[Rows from a pointing dataset]
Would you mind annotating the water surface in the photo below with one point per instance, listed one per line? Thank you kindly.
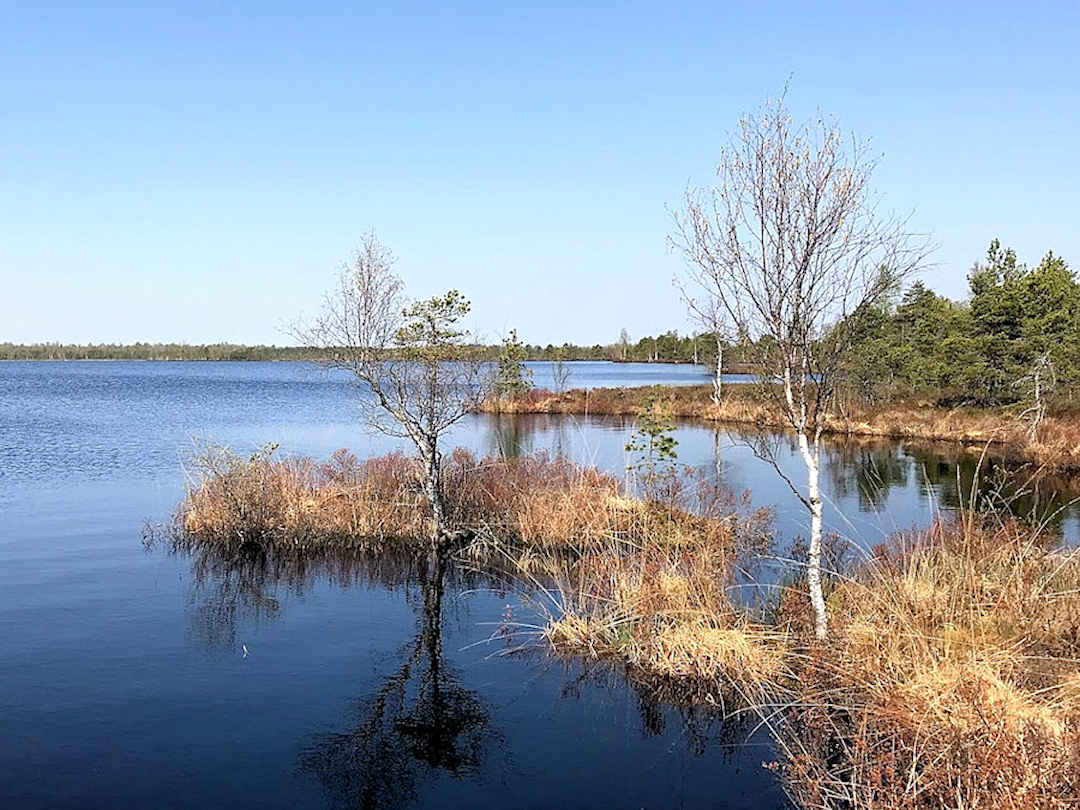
(135, 678)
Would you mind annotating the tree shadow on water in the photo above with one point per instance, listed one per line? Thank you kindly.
(419, 723)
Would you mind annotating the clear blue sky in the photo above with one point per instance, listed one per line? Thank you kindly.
(198, 172)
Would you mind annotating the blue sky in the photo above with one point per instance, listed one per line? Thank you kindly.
(198, 173)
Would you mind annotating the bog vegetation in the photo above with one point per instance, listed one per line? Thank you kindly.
(940, 669)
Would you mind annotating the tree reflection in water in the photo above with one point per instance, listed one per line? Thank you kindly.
(419, 721)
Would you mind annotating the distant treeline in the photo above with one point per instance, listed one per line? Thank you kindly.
(1016, 339)
(666, 348)
(152, 351)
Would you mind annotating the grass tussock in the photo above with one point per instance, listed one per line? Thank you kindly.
(538, 502)
(666, 609)
(1056, 442)
(949, 678)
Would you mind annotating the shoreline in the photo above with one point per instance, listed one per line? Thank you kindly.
(1056, 446)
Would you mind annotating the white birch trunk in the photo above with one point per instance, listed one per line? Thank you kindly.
(718, 379)
(812, 459)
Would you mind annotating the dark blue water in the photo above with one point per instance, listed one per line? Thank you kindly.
(136, 678)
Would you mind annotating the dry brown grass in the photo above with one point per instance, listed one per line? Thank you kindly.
(1056, 444)
(666, 610)
(948, 679)
(537, 501)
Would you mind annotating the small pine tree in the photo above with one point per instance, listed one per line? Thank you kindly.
(651, 447)
(512, 377)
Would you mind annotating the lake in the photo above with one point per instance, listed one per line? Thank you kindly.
(135, 677)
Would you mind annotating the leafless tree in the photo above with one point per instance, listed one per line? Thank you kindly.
(418, 370)
(784, 246)
(559, 372)
(706, 311)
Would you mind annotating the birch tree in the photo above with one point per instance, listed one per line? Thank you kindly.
(418, 367)
(785, 245)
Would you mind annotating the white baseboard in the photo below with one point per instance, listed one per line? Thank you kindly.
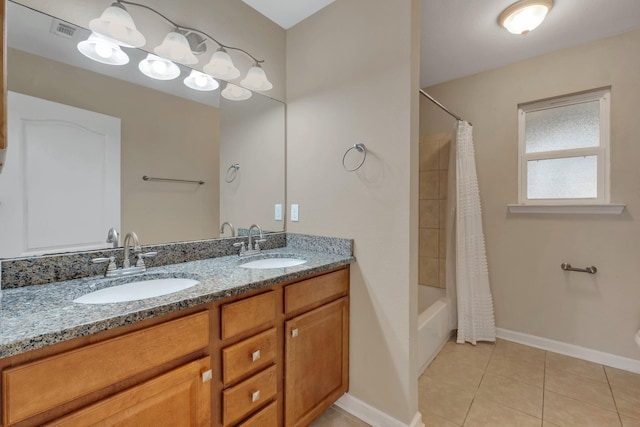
(373, 416)
(624, 363)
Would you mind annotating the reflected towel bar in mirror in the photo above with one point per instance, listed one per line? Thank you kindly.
(567, 267)
(187, 181)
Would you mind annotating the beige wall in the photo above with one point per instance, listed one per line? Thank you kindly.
(252, 135)
(232, 22)
(352, 78)
(531, 293)
(162, 135)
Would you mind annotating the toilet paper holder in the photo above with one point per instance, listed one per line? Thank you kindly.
(567, 267)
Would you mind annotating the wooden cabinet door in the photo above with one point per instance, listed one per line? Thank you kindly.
(178, 398)
(316, 361)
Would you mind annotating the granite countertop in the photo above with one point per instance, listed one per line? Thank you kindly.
(36, 316)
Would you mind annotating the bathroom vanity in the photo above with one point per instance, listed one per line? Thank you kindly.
(243, 348)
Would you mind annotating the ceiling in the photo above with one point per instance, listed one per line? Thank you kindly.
(462, 37)
(288, 13)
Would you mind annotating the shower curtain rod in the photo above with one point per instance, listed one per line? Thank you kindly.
(445, 109)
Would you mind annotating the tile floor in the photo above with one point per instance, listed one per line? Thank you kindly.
(513, 385)
(509, 384)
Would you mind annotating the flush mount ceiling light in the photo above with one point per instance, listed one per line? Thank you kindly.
(235, 93)
(181, 45)
(158, 68)
(103, 49)
(525, 15)
(201, 81)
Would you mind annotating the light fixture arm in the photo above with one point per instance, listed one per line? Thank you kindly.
(194, 30)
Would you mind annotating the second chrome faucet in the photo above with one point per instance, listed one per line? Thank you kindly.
(127, 269)
(252, 247)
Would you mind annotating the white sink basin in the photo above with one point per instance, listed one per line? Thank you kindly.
(273, 263)
(136, 291)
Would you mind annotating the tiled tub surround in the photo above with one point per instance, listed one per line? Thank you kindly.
(33, 317)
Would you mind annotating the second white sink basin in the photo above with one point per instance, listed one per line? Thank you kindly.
(273, 263)
(136, 291)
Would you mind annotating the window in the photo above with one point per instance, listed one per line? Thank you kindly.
(564, 150)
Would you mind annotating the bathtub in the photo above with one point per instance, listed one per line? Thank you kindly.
(433, 332)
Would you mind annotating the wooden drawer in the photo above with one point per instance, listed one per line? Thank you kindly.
(67, 376)
(250, 355)
(316, 291)
(242, 316)
(246, 397)
(267, 417)
(177, 398)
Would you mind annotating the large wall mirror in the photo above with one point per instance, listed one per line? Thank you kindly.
(166, 130)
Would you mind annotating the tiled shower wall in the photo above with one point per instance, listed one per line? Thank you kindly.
(434, 164)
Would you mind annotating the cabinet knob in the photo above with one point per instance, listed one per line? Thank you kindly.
(207, 376)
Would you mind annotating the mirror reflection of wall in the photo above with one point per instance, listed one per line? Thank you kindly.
(168, 136)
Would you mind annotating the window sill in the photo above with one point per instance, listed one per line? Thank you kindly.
(603, 209)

[What is asked] Write the material out again exactly as it appears, dropping the pictures.

[Solved exercise]
Would you mind annotating the water surface in the photo below with one point per instance, listed one per line? Thank you kindly.
(135, 678)
Would you mind annotating the tree shadow on water in the photo above with one point per instance, listed one per line? Thank you kindly.
(419, 723)
Would you mind annotating the clear blue sky in the photo above with one point per instance, listed one per line? Thank you kindly.
(198, 172)
Would you mind annotating the blue sky in the photo above with one point per instance, listed one per line? Thank you kindly.
(198, 173)
Would you mind annotating the bog vegetation in the photo above with one point per instance, listed one per line? Thank you kindly.
(940, 669)
Would you mind annotating the tree reflection in water in the photo above with one point per instance, listed one per line? Thank you kindly.
(419, 721)
Would you mind annotating the distant treeline in the photo above with one point per instance, listed one per line? Thank you kindly.
(1016, 339)
(666, 348)
(152, 351)
Would you mind annotating the grass tussock in the photo above with one point per instance, listed one per line? Thank you kindly.
(538, 502)
(666, 609)
(1056, 442)
(949, 678)
Would you mind annotating the shoreline in the photo above with one point per instance, listed one per line? Thank you kindly.
(1056, 446)
Would you mind annotating the white birch trunk in the photo above with one point per instance, listed one per line? Thank you kindly.
(718, 379)
(812, 459)
Would you mind annotating the dark blue water in the photo above with one point per instance, listed one per line? Thank you kindly.
(136, 678)
Would you mind annotating the dry brown grass in the photo above with one point per instance, listed one per line? Thank you kindly.
(1056, 444)
(666, 610)
(948, 679)
(537, 501)
Would you mind annotating the small pine tree in the photo above with one point per instance, listed one per line? Thank you kindly.
(651, 447)
(512, 377)
Would you mind annotating the lake in the photo above with one point per instance, listed one per line? Thank you kindly.
(135, 677)
Would you mind annotating the leafless tree in the photo above with one point per instance, listed one per line? Thank you kindly.
(418, 370)
(784, 246)
(559, 372)
(706, 311)
Would you mind annotating the birch tree in the photo above with one point per instance, listed one per line? Thank you kindly.
(418, 367)
(785, 245)
Would you mind annotating the white baseboard in the photo below with one point per instance, listed one per line? Thank you kindly.
(373, 416)
(624, 363)
Would you mind annotating the reflected towel bar in mirror in the photo above with one point per instance, listed one per line? Thank you kindly.
(567, 267)
(187, 181)
Would you mind annotating the beige wall in the photo above with one point per instance, listed one per line? Thank you kindly.
(252, 135)
(232, 22)
(352, 78)
(531, 293)
(162, 135)
Would you mind annotating the toilet paper holder in the photo above with one point per instance, listed one per line? Thank you kindly.
(567, 267)
Would you mind annotating the wooden cabinet door in the photo above with one point per instance, listed one per line? Thank you kindly.
(178, 398)
(316, 361)
Would you mind annotating the granite countertop in the photo above with one point per instance, listed one per line? Thank you kindly.
(36, 316)
Would you mind annotating the bathroom vanity in the photo above with one point per instance, listed one per line? Thank you kindly.
(243, 348)
Would you mind annotating the ceiling in the photo above with one point per instance, listed one per line? Thank you kindly.
(462, 37)
(288, 13)
Would you mind annotating the shower curtain rod in the photo above with one point per instance, listed one per line? Thank you kindly.
(445, 109)
Would you mind annotating the tile floor in the photo above with one point per instance, listed one per line? Thank you kindly.
(513, 385)
(509, 384)
Would you mind annotating the flush mount ceiling light in the photo above with one point per instance, listed one per line? Thank you kindly.
(235, 93)
(181, 45)
(158, 68)
(103, 49)
(525, 15)
(201, 81)
Would you mind annotating the light fixture arm in the photo above with one point per instance, listed one per line? Thank you kindly.
(194, 30)
Would you mind annotating the second chrome faucet in the photo above with one point per instance, listed one per line? Thank you kindly.
(127, 269)
(252, 247)
Would you mind annotating the white sink basin in the photo above with one point per instance, listed one per line? Thank you kindly.
(273, 263)
(136, 291)
Would you mind annotating the tiled tub surround in the photo above with one point per instance, listed one per line? Thank you kindly.
(33, 317)
Would you mind annotating the second white sink basin in the photo above with one point per instance, listed one per line? Thank you kindly.
(273, 263)
(136, 291)
Would you mind annotating the window in the photo above with one point per instance, listed one per line? Thank you kindly.
(564, 150)
Would you mind annotating the bathtub in the photo above with one point per instance, listed one per line? Thank you kindly.
(433, 332)
Would you mind annotating the wooden drawer in the photo above with one point per instance, listed one per line? Thank you kindly.
(67, 376)
(250, 355)
(316, 291)
(242, 316)
(246, 397)
(267, 417)
(177, 398)
Would you mind annotating the large wall mirror in the photo above with one point per instance, listed one per line? Thank you kindly.
(166, 130)
Would you mind annotating the tiled shower wall in the photo above with one point per instance, listed one per line? Thank you kindly.
(434, 164)
Would you mind annotating the cabinet knob in the photo above with one point per instance, listed one per line? Thank you kindly.
(207, 376)
Would you mind annotating the mirror reflection of wall in the photo above with one point per instance, listed one per line? Thank you kindly.
(168, 136)
Would you mind annotating the window sill in the photo above with one point per instance, listed one per line? Thank you kindly.
(603, 209)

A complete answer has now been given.